▶ [Task directions]:
Write the next part of the biography of Gilbert Tshiongo Tshibinkubula wa Ntumba, picking up after its final sentence.

▶ [Text shown]:
──────────────────────────────
= Gilbert Tshiongo Tshibinkubula wa Ntumba =

Congolese politician (1942–2021)

Gilbert Tshiongo Tshibinkubula wa Ntumba (19 August 1942 – 1 February 2021) was a Congolese engineer, politician, and civil servant.

Tshiongo was born on 19 August 1942 in Lusambo, present-day Sankuru province, in Belgian Congo. He graduated with vocational and technical degrees in electromechanics in 1960.

Professionally, Tshiongo spent much of his career at Regideso, the country's public sector water delivery utility. In 1962, Tshiongo joined Regideso as the head of electromechanical and hydraulic plants in Kabinda. He later became the President, CEO, and director general of Regideso.
──────────────────────────────
▶ [Records provided]:
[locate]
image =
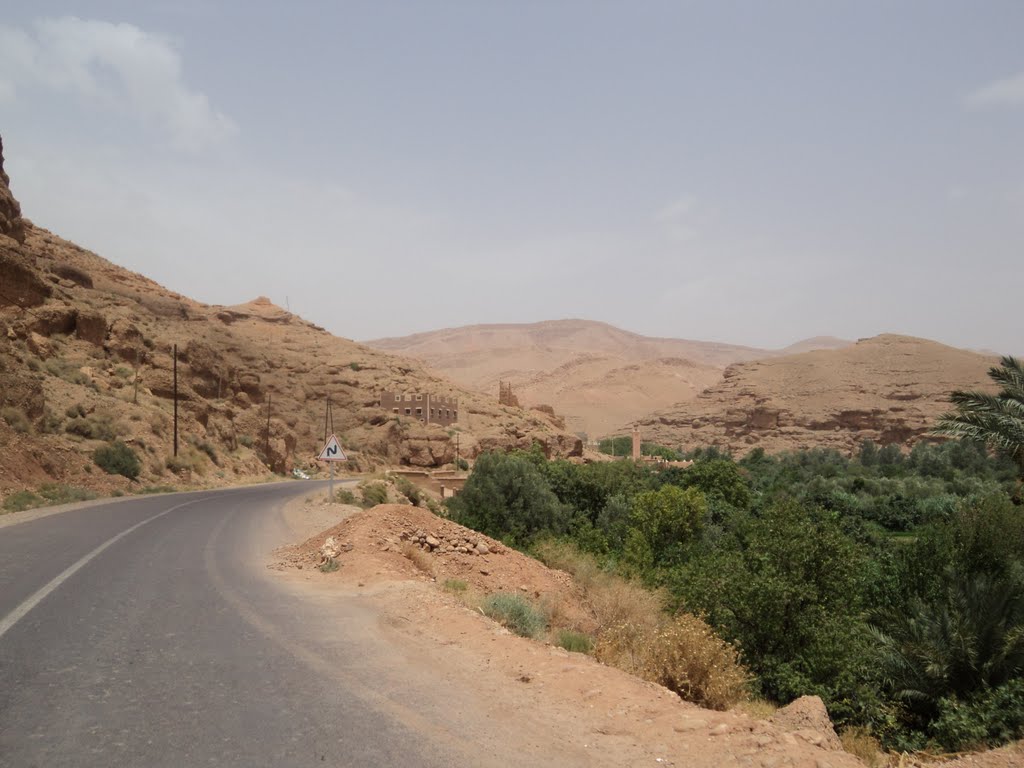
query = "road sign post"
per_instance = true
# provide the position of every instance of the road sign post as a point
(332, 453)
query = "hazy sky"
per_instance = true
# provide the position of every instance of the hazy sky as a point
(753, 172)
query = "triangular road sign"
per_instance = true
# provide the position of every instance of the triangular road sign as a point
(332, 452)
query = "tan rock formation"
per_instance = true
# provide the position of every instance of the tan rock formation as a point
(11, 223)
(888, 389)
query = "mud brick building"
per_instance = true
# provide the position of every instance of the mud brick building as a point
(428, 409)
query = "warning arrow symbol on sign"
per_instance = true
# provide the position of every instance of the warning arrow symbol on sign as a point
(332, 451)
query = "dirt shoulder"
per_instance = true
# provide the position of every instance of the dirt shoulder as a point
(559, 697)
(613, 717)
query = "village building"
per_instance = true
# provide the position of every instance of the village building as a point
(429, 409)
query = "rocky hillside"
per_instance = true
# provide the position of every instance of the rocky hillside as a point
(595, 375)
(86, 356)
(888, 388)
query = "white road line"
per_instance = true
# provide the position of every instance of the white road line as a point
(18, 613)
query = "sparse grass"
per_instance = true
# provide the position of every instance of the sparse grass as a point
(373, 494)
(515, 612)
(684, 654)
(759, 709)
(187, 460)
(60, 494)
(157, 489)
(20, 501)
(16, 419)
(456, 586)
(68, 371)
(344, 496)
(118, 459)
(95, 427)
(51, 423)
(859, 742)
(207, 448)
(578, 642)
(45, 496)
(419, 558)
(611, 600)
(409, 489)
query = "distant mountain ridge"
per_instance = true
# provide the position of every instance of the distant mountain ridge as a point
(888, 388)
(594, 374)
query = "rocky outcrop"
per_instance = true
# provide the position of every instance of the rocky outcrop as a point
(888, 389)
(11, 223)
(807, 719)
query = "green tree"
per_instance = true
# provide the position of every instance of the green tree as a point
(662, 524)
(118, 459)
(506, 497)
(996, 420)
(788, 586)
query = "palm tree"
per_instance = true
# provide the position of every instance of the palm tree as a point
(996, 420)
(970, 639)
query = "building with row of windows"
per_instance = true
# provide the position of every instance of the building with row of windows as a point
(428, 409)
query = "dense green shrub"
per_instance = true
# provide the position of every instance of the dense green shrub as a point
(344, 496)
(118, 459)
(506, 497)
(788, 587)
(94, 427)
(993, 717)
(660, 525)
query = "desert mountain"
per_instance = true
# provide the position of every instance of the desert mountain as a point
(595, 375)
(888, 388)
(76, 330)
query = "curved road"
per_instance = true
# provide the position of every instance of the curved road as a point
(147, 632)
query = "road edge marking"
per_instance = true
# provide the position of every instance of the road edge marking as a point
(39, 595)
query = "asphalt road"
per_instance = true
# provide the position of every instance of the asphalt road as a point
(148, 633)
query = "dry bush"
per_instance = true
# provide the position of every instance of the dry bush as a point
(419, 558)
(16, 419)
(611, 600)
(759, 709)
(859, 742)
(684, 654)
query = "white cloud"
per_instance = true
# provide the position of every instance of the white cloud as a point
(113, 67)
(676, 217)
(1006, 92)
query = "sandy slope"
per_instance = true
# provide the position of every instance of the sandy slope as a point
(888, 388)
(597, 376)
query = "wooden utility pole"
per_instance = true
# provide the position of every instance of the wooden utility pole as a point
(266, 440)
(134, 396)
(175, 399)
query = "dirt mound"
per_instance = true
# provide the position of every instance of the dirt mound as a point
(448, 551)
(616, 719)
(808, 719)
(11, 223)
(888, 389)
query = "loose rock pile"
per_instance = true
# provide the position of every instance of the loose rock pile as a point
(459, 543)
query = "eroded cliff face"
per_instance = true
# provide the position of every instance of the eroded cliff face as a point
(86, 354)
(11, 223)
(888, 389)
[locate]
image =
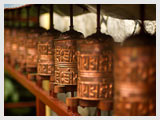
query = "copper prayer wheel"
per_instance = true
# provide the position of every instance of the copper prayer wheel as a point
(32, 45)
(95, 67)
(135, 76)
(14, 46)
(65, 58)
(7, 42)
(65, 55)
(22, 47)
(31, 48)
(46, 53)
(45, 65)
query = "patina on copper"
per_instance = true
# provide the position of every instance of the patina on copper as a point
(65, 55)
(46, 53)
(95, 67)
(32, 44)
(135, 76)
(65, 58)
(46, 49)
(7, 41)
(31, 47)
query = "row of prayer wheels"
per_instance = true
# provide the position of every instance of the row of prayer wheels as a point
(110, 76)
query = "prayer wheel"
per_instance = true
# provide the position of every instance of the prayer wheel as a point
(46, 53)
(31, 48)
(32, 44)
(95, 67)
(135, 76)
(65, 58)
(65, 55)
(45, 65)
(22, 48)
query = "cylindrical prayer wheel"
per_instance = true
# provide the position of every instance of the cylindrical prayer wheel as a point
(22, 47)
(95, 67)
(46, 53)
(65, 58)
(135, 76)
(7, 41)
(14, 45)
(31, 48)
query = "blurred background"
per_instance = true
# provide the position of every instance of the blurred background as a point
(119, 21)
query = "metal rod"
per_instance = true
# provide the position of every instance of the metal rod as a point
──────────────────────────────
▶ [Exercise response]:
Tshiongo served as Governor of the former Kasai-Occidental province from April 2006 to October 2006. He was elected to the National Assembly, representing the Dimbelenge Territory constituency in Kasaï-Central province. In February 2011, Tshiongo was appointed national Minister of Energy in the second cabinet of Prime Minister Adolphe Muzito, under President Joseph Kabila's administration.

Tshiongo died from an illness and COVID-19 in Kinshasa, Democratic Republic of the Congo, on 1 February 2021, at the age of 78.